-- Start of Dataset content --
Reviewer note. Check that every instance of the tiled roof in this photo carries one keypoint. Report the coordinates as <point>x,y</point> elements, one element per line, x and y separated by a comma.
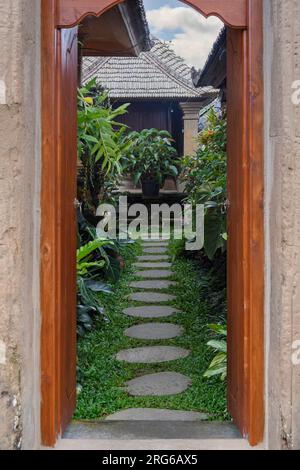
<point>158,73</point>
<point>214,70</point>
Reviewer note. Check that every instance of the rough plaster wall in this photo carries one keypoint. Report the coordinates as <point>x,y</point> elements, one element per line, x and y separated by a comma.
<point>282,153</point>
<point>19,226</point>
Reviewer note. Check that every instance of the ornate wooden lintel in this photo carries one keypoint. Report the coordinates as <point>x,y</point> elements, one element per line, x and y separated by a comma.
<point>232,12</point>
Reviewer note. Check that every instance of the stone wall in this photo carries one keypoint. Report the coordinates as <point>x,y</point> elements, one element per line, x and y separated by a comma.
<point>282,156</point>
<point>19,222</point>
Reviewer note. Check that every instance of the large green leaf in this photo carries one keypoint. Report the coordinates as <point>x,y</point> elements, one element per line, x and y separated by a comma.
<point>213,229</point>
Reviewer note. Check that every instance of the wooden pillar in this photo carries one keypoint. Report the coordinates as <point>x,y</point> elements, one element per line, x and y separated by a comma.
<point>191,111</point>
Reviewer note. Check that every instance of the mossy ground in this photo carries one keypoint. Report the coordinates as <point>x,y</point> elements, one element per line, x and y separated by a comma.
<point>101,376</point>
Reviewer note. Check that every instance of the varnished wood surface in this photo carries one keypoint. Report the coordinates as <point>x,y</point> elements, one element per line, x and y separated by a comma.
<point>231,12</point>
<point>256,217</point>
<point>238,228</point>
<point>66,217</point>
<point>72,12</point>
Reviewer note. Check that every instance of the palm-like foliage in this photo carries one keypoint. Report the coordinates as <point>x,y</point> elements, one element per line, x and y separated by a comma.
<point>218,365</point>
<point>151,155</point>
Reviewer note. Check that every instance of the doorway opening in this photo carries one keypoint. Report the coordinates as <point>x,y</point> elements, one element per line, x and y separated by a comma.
<point>244,241</point>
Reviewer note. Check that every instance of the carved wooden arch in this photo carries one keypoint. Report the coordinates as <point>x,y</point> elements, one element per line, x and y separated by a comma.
<point>233,13</point>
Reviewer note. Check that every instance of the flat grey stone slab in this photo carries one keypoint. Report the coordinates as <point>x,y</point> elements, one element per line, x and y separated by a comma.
<point>158,284</point>
<point>159,384</point>
<point>151,297</point>
<point>155,274</point>
<point>153,414</point>
<point>150,311</point>
<point>150,243</point>
<point>152,354</point>
<point>137,431</point>
<point>153,258</point>
<point>154,331</point>
<point>159,250</point>
<point>150,265</point>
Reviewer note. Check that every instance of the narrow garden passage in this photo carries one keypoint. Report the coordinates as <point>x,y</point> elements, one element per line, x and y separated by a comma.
<point>153,353</point>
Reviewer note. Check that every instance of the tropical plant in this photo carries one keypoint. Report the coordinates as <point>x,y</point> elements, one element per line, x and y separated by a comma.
<point>151,156</point>
<point>204,176</point>
<point>102,142</point>
<point>218,365</point>
<point>91,262</point>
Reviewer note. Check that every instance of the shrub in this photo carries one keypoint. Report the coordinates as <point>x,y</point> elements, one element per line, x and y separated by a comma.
<point>204,176</point>
<point>151,156</point>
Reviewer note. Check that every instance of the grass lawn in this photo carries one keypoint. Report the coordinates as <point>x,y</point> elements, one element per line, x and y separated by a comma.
<point>101,377</point>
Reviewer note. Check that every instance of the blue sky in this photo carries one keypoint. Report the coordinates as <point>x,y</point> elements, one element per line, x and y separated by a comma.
<point>191,34</point>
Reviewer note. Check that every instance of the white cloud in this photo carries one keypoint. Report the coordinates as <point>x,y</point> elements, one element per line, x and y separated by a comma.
<point>193,35</point>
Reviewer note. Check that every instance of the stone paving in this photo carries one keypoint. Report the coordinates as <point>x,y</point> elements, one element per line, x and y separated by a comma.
<point>152,279</point>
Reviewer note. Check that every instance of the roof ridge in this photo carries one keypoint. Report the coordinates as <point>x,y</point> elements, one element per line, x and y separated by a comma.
<point>168,71</point>
<point>94,66</point>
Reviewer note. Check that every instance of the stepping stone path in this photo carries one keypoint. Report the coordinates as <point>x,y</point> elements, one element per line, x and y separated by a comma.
<point>156,250</point>
<point>160,384</point>
<point>151,297</point>
<point>152,265</point>
<point>156,244</point>
<point>152,414</point>
<point>153,285</point>
<point>153,258</point>
<point>154,331</point>
<point>152,354</point>
<point>150,311</point>
<point>154,276</point>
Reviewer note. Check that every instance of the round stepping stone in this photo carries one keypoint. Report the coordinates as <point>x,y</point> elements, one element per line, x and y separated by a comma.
<point>152,414</point>
<point>154,331</point>
<point>154,274</point>
<point>151,297</point>
<point>150,311</point>
<point>160,384</point>
<point>155,250</point>
<point>160,265</point>
<point>152,354</point>
<point>153,258</point>
<point>155,243</point>
<point>158,284</point>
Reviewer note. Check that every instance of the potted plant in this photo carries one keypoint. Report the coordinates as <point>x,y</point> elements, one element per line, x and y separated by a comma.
<point>151,160</point>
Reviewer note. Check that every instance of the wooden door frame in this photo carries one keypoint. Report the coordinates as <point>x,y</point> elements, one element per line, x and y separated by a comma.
<point>241,14</point>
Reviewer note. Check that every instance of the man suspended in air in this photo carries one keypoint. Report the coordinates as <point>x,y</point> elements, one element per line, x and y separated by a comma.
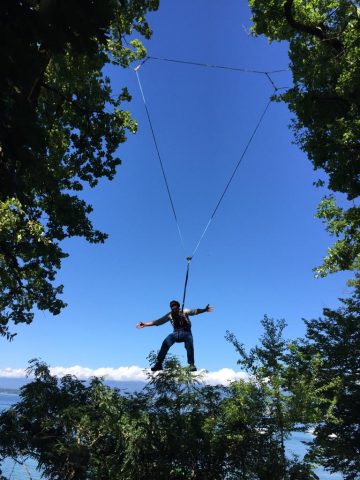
<point>182,332</point>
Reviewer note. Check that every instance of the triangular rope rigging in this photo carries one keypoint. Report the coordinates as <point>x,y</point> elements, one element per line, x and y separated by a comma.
<point>275,88</point>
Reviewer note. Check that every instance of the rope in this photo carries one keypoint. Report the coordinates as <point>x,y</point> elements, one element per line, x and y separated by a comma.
<point>275,88</point>
<point>234,172</point>
<point>209,65</point>
<point>158,154</point>
<point>186,280</point>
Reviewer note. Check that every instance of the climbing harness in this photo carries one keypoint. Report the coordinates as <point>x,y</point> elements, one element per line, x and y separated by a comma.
<point>267,74</point>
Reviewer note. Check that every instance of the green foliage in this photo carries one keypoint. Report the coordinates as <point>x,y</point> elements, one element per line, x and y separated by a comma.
<point>335,380</point>
<point>176,428</point>
<point>345,253</point>
<point>324,51</point>
<point>60,126</point>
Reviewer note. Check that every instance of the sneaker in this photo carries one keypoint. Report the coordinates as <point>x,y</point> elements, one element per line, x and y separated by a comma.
<point>156,367</point>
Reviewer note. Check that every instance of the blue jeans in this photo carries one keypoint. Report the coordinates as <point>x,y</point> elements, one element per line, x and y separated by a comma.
<point>178,336</point>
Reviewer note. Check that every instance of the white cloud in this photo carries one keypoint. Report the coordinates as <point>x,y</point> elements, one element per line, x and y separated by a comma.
<point>126,374</point>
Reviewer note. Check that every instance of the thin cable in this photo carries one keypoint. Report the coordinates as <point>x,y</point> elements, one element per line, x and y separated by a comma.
<point>209,65</point>
<point>159,157</point>
<point>234,172</point>
<point>186,281</point>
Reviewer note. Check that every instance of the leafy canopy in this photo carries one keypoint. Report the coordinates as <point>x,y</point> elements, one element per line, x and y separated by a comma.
<point>60,126</point>
<point>324,52</point>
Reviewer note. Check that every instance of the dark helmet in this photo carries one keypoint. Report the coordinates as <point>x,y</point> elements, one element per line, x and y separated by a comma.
<point>174,302</point>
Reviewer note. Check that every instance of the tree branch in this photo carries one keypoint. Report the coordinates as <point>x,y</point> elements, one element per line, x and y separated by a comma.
<point>318,31</point>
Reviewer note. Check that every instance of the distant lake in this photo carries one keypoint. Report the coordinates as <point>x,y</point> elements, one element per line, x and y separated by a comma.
<point>13,471</point>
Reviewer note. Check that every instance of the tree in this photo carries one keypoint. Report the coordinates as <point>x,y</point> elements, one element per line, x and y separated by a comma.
<point>324,47</point>
<point>335,341</point>
<point>175,428</point>
<point>60,126</point>
<point>267,366</point>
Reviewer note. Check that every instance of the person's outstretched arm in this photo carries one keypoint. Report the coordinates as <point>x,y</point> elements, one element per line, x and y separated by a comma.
<point>196,311</point>
<point>206,309</point>
<point>154,323</point>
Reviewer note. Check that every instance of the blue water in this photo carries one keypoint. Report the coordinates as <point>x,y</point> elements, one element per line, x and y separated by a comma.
<point>27,471</point>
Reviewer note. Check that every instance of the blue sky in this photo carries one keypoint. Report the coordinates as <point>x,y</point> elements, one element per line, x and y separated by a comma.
<point>257,255</point>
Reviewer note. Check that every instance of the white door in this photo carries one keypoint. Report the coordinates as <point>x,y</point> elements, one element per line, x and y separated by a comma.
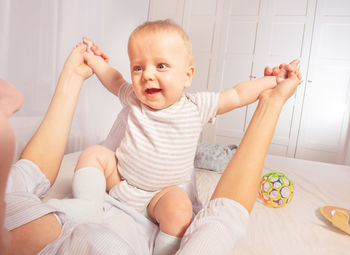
<point>325,120</point>
<point>261,33</point>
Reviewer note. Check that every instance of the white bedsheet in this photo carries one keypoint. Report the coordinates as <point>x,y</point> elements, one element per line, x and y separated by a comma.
<point>298,228</point>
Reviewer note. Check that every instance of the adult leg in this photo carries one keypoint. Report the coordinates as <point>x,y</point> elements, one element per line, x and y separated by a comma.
<point>213,229</point>
<point>172,209</point>
<point>47,146</point>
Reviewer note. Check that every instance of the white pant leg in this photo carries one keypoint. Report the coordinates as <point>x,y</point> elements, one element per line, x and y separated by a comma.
<point>216,229</point>
<point>25,187</point>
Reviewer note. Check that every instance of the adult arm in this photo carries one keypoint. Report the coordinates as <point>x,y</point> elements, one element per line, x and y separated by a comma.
<point>239,181</point>
<point>110,78</point>
<point>47,146</point>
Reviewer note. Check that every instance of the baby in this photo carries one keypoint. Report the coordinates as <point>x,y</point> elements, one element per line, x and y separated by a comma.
<point>155,158</point>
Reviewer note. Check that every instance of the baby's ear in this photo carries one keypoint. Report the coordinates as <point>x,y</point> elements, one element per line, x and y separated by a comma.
<point>189,75</point>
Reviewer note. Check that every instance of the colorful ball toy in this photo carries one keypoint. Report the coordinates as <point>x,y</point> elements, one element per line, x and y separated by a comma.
<point>276,189</point>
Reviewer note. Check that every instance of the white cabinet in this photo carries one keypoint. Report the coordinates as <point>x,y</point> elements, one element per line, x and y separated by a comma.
<point>234,40</point>
<point>324,127</point>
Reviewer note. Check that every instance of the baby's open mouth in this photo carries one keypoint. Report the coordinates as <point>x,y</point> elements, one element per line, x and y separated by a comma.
<point>152,91</point>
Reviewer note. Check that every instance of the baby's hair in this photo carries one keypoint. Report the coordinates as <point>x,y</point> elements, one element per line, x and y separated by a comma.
<point>169,26</point>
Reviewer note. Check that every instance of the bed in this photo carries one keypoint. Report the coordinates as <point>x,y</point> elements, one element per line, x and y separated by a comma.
<point>298,228</point>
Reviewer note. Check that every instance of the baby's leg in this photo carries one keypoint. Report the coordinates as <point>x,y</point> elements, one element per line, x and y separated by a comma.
<point>172,209</point>
<point>96,170</point>
<point>103,159</point>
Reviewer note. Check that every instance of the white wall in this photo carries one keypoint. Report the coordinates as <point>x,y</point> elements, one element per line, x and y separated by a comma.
<point>37,36</point>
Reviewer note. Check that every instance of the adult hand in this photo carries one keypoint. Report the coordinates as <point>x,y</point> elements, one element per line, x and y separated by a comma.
<point>281,72</point>
<point>284,89</point>
<point>91,47</point>
<point>75,62</point>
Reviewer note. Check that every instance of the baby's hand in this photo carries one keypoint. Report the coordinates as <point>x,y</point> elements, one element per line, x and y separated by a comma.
<point>284,71</point>
<point>94,49</point>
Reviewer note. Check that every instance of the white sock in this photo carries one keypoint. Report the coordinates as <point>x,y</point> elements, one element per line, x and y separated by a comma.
<point>89,188</point>
<point>166,244</point>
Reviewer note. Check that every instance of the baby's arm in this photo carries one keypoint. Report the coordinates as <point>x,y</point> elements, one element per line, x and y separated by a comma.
<point>96,59</point>
<point>244,93</point>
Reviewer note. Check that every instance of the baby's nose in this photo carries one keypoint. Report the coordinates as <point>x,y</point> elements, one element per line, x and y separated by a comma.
<point>148,74</point>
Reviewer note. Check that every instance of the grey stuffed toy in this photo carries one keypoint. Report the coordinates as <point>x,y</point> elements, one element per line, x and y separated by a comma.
<point>213,157</point>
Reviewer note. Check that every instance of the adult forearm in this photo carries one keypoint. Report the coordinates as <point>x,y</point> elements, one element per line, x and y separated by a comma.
<point>47,146</point>
<point>241,177</point>
<point>249,91</point>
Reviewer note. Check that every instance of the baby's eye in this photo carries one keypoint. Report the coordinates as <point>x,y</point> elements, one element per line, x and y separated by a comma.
<point>137,68</point>
<point>162,66</point>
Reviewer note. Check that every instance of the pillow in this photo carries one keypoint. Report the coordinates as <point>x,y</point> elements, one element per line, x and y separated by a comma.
<point>212,156</point>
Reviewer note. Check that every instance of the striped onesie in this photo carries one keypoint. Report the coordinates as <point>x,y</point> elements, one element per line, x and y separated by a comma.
<point>159,145</point>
-- End of Dataset content --
_Set exercise:_
Rescale the data above, everything from the line containing "Reviewer note. Check that every instance of the bed" down to the line containing "<point>103,159</point>", both included. Reproduce every line in that span, text lines too, with each x and y coordinate in the point answers multiplied by 1.15 and rounded to a whole number (halves round up), and give only those lines.

_Answer to the exercise:_
Reviewer note. Check that every instance of the bed in this photo carries one keypoint. Report the coordinates as <point>x,y</point> elements, one element per line, x and y separated by a comma.
<point>343,262</point>
Reviewer note. Check that every instance of the baby's leg in this photo carries one keypoint. Report the coordinates as <point>x,y</point> elements, one element per line, x and y separated by a comma.
<point>198,240</point>
<point>110,196</point>
<point>118,183</point>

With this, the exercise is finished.